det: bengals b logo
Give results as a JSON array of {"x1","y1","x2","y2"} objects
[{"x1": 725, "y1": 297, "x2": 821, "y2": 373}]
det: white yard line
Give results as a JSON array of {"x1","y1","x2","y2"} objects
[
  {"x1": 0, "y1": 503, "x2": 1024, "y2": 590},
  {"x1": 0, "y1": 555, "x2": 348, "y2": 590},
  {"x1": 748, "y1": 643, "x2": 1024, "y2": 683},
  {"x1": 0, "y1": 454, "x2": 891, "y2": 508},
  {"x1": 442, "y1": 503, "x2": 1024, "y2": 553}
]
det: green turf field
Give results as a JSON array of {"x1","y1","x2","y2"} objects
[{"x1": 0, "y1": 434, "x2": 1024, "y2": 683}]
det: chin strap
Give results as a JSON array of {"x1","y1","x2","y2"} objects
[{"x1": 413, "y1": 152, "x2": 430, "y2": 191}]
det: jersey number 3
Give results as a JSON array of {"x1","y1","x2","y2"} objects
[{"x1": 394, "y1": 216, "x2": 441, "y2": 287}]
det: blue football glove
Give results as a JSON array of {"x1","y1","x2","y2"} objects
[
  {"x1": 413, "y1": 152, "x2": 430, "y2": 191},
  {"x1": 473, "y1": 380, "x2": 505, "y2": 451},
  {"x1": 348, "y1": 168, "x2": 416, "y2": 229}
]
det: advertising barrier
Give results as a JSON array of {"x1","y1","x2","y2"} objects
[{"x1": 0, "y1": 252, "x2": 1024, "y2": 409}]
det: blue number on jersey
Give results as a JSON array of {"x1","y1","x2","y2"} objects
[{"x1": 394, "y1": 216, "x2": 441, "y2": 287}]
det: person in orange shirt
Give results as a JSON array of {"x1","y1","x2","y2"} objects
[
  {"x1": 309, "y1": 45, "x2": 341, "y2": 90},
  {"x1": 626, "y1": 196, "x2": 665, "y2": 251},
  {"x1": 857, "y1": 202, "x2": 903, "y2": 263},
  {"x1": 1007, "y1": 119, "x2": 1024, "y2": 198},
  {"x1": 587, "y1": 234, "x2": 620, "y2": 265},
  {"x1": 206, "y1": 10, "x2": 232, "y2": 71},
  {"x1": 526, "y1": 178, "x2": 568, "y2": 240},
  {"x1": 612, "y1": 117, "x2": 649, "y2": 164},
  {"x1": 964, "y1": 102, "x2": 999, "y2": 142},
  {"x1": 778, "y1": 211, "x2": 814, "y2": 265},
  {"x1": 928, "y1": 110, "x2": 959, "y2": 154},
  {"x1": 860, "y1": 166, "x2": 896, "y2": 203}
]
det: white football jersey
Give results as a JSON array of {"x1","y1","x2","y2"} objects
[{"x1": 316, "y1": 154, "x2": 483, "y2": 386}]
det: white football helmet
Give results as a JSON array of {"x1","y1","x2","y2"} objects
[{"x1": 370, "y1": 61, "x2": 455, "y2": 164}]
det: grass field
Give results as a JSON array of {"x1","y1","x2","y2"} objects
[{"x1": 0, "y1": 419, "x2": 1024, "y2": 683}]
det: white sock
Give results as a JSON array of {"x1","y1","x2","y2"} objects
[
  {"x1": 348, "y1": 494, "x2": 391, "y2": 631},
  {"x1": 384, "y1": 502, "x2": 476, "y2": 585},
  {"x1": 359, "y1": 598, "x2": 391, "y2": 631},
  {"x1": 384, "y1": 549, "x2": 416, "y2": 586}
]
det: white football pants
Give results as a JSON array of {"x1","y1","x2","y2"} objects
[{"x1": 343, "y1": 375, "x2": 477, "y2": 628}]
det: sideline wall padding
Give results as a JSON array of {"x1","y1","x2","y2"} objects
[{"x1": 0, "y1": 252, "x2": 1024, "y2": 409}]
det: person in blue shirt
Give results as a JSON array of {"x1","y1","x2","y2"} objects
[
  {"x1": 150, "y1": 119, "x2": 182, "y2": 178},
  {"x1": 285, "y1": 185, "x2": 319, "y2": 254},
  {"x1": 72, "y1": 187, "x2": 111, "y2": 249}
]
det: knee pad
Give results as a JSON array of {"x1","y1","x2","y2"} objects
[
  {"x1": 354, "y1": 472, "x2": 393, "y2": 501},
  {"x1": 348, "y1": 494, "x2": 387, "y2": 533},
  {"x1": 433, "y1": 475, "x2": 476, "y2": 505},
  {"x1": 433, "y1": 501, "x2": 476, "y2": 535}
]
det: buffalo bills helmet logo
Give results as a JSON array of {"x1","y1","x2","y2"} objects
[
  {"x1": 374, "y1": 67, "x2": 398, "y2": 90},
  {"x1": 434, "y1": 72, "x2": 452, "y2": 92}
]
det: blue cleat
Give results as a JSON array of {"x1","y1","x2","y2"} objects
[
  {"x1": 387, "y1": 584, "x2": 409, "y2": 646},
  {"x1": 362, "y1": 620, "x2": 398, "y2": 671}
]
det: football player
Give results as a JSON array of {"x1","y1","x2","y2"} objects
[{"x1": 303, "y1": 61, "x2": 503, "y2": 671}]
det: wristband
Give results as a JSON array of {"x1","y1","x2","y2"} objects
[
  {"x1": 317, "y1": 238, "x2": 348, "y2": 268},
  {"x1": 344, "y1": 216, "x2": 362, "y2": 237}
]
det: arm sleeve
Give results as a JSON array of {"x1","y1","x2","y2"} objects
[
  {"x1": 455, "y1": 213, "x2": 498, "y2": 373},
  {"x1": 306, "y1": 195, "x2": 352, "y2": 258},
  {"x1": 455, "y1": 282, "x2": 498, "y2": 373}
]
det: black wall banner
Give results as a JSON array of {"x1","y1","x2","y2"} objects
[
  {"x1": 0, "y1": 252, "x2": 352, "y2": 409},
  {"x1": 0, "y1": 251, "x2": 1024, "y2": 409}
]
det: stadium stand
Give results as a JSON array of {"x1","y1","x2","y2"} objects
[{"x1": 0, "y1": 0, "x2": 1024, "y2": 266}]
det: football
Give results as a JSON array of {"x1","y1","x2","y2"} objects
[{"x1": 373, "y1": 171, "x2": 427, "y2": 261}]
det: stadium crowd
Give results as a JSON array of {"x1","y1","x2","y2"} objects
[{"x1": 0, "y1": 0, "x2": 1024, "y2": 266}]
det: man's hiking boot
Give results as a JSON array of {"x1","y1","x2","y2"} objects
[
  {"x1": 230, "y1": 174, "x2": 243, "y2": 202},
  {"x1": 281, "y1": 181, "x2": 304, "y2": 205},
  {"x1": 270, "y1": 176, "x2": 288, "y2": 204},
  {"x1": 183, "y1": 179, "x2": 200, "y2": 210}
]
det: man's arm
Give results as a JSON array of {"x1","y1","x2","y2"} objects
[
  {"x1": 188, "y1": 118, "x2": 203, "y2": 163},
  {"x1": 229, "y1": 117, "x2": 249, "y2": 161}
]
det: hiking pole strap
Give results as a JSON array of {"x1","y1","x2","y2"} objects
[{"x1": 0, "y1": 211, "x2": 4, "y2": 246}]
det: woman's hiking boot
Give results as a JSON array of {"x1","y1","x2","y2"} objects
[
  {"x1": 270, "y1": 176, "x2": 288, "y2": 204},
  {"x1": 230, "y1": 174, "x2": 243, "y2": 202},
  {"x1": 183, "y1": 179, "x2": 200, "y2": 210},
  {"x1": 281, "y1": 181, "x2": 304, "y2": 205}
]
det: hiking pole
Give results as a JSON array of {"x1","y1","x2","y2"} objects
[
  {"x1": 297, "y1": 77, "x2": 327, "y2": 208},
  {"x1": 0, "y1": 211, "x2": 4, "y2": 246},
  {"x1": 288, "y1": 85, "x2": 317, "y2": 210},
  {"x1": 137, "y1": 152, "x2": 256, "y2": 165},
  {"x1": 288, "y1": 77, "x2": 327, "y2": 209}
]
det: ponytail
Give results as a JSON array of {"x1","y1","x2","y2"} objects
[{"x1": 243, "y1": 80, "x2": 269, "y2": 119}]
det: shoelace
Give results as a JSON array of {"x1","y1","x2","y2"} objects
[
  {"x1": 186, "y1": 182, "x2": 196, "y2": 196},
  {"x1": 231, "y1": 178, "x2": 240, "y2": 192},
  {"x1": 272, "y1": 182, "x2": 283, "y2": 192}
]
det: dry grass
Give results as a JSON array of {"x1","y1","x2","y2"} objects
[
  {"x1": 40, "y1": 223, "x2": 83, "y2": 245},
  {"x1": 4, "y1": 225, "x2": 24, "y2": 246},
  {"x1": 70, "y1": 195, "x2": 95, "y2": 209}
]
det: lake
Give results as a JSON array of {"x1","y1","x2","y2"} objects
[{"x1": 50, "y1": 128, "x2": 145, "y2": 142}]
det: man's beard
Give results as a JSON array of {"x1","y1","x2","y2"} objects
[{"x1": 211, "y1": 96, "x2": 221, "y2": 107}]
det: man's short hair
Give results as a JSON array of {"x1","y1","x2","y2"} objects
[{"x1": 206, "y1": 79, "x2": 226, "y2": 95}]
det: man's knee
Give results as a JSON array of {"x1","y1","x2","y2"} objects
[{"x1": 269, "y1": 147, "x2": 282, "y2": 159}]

_AIM:_
Could you rewrite the records from the line with "det: shoelace" through the end of the records, swapping "lake" for "pond" and leaving everything else unchanged?

_EXPECTED OUTPUT:_
det: shoelace
Give results as a JSON array of {"x1","y1","x2","y2"} objects
[
  {"x1": 186, "y1": 182, "x2": 196, "y2": 196},
  {"x1": 231, "y1": 178, "x2": 240, "y2": 192},
  {"x1": 272, "y1": 182, "x2": 283, "y2": 192}
]
det: dry grass
Give results as a JSON array of {"x1","y1","x2","y2"} objects
[
  {"x1": 40, "y1": 223, "x2": 83, "y2": 245},
  {"x1": 4, "y1": 225, "x2": 24, "y2": 246},
  {"x1": 70, "y1": 195, "x2": 95, "y2": 209}
]
det: pond
Give results as a JSON array of {"x1","y1","x2","y2"} objects
[{"x1": 50, "y1": 128, "x2": 145, "y2": 142}]
det: man's beard
Give results as a JSON array of {"x1","y1","x2","y2"} objects
[{"x1": 211, "y1": 96, "x2": 221, "y2": 107}]
det: man's short hair
Give results as a JSON array of {"x1","y1","x2","y2"} objects
[{"x1": 206, "y1": 79, "x2": 226, "y2": 95}]
det: man's knee
Give results as a JSON array of {"x1","y1","x2","y2"} objects
[{"x1": 269, "y1": 147, "x2": 282, "y2": 159}]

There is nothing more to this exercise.